§ Raw records:
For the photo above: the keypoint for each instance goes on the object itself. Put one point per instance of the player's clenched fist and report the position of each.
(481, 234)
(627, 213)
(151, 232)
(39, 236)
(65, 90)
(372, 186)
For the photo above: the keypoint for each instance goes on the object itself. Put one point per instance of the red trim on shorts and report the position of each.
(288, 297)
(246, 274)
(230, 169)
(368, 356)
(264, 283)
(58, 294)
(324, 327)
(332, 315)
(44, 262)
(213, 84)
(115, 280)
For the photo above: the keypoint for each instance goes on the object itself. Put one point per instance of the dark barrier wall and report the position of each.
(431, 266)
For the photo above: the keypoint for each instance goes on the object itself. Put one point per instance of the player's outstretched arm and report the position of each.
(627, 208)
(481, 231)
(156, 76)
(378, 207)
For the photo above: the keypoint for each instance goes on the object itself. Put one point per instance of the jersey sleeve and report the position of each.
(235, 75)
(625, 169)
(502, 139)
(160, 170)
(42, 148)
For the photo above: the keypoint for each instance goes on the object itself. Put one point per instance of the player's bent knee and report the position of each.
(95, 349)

§ Exercise directions:
Put every one of the lines above into a JSON list of strings, with one string per line and any blank lines omitted.

§ Answer in full:
[
  "For the photo above: the keypoint for each instance goes on the object itself. Put one point per instance of the player's clenched fist and report the position of each.",
  "(481, 234)",
  "(627, 213)",
  "(151, 232)",
  "(39, 236)",
  "(65, 90)",
  "(372, 186)",
  "For the photo above: the keypoint for each instance goes on the object itself. Put one point per instance of the red trim on shorts and report the position of each.",
  "(288, 297)",
  "(246, 274)",
  "(230, 169)",
  "(368, 356)",
  "(264, 283)",
  "(58, 294)",
  "(324, 327)",
  "(332, 315)",
  "(44, 262)",
  "(213, 84)",
  "(115, 280)",
  "For the photo above: the keypoint for each instance goes on the object itself. Put one point per instance of the dark barrier wall and report the position of each.",
  "(431, 266)",
  "For the photo above: the keypoint for each instance goes on the object itself. Put one point per instance of the player's outstretched arm and report the position of each.",
  "(627, 208)",
  "(481, 231)",
  "(156, 76)",
  "(378, 207)",
  "For the photo above: the keypoint for each instance goes on the object itself. Put one point per instance of the jersey sleeve and report the position of each.",
  "(235, 75)",
  "(625, 169)",
  "(502, 139)",
  "(160, 170)",
  "(42, 148)",
  "For the photo above: the keypoint for each instance goes on the object itself. Put one point per instance of the player's bent knee and report the position of each.",
  "(95, 349)"
]